#### What to do
Starting with the line that contains "Query: wooden newel post" and ending with the final line of the data below, print those lines exactly and nothing else.

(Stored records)
***

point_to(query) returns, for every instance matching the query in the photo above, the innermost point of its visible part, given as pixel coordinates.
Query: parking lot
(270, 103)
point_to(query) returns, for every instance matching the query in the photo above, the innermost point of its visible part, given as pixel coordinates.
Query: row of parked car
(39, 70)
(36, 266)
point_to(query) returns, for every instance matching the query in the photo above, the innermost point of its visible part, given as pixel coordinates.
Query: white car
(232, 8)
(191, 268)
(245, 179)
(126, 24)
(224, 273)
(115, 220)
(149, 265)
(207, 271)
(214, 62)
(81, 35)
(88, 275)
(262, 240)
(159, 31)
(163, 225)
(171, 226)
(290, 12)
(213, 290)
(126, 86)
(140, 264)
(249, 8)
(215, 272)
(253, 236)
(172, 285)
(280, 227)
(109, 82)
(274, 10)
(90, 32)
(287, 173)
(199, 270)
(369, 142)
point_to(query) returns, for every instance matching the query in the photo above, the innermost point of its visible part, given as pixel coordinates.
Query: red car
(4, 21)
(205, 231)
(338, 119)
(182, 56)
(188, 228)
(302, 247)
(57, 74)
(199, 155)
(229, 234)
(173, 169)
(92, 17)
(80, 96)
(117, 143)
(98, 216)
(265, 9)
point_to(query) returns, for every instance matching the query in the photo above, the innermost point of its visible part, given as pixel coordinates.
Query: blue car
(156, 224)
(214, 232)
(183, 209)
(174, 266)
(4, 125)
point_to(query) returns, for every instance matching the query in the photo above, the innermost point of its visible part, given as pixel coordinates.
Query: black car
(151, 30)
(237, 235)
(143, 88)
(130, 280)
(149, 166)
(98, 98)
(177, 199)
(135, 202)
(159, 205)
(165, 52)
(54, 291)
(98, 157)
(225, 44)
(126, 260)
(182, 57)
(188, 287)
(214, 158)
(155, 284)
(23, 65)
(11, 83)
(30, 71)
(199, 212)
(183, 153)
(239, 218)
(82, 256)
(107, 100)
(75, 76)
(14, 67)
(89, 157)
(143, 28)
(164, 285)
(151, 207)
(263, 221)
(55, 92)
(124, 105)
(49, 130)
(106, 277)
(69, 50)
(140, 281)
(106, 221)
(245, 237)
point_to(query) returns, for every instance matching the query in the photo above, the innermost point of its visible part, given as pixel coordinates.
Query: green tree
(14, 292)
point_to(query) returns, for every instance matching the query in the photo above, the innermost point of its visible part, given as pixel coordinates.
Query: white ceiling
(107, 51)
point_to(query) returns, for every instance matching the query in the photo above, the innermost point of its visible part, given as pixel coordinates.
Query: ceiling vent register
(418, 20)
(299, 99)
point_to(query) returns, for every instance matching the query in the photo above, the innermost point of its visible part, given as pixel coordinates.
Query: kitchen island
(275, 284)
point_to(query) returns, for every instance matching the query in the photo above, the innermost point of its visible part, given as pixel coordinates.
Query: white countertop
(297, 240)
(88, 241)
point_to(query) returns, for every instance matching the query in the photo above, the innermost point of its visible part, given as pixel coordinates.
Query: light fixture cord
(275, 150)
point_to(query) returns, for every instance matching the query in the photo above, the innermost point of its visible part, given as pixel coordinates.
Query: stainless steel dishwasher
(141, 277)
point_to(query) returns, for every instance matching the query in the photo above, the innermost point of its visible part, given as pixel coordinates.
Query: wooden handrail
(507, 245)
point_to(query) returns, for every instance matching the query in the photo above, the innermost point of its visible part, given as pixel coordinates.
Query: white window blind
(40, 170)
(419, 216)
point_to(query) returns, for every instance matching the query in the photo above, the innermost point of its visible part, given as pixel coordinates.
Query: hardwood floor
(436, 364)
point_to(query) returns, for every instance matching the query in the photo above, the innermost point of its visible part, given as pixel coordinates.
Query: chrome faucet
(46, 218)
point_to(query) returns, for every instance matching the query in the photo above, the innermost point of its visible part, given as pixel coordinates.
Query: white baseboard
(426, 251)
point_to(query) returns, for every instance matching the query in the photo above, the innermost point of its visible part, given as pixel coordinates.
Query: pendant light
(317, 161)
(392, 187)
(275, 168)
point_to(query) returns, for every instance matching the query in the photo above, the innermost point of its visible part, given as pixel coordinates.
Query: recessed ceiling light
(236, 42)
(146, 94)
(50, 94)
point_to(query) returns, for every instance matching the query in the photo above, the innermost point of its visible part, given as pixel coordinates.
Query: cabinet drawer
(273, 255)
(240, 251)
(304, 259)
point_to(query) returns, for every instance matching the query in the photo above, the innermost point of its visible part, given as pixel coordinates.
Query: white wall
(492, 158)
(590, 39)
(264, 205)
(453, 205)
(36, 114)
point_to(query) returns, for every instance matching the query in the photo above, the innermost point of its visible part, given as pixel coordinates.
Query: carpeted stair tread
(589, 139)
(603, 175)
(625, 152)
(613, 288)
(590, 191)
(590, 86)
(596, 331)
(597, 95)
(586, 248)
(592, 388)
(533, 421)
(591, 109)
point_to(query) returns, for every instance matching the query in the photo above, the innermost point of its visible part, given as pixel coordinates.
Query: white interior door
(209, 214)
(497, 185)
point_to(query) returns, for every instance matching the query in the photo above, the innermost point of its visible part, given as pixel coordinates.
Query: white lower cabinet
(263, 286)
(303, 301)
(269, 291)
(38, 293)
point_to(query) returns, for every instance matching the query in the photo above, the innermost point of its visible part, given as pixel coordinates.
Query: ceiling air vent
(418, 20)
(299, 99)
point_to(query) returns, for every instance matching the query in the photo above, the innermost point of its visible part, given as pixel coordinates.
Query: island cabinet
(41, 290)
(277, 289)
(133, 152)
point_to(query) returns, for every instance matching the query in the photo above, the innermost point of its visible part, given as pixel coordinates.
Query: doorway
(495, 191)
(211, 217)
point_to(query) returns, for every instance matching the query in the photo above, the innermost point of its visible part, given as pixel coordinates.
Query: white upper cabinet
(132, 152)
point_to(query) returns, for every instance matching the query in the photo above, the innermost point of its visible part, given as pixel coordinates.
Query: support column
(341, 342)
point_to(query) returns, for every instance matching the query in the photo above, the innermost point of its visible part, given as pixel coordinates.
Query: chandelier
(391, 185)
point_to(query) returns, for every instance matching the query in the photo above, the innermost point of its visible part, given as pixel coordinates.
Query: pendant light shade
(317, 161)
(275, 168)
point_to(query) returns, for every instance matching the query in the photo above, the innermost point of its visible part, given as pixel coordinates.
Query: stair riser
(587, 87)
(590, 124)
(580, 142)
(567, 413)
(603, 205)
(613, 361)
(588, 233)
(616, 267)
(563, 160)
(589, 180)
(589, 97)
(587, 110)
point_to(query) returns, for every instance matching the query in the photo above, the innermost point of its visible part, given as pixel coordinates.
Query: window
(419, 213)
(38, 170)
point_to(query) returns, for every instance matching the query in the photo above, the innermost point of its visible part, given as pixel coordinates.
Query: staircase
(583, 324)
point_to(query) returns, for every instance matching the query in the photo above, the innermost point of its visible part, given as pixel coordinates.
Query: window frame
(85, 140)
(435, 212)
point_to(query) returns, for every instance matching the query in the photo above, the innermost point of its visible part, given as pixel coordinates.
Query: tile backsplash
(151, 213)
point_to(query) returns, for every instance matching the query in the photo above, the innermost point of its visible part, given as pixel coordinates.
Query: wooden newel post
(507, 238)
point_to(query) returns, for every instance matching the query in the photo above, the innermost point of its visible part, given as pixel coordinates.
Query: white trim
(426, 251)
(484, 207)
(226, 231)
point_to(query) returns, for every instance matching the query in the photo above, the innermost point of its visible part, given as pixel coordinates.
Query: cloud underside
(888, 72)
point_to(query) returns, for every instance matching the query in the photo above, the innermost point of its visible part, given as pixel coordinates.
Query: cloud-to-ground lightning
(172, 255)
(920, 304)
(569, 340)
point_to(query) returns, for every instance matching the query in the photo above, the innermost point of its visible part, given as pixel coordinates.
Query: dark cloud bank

***

#### Answer
Query: wooden newel post
(507, 238)
point_to(query) returns, for every instance matching the query in the photo above, the innermost point of its visible part, given as pixel coordinates.
Query: white trim
(426, 251)
(484, 207)
(226, 231)
point_to(query) returns, for every instance matching the query in the photo above, the innermost point of its visible part, given as pixel coordinates.
Query: cloud underside
(888, 72)
point_to(query) returns, for every instance matching the query in the photo above, the innermost point of its visible part, given as pixel coordinates.
Query: cloud-to-ground lightning
(172, 255)
(920, 304)
(569, 340)
point_to(query) returns, for every instance matching the query in the photo above, the innermost point of its visible part, given as pixel coordinates.
Query: dark cloud bank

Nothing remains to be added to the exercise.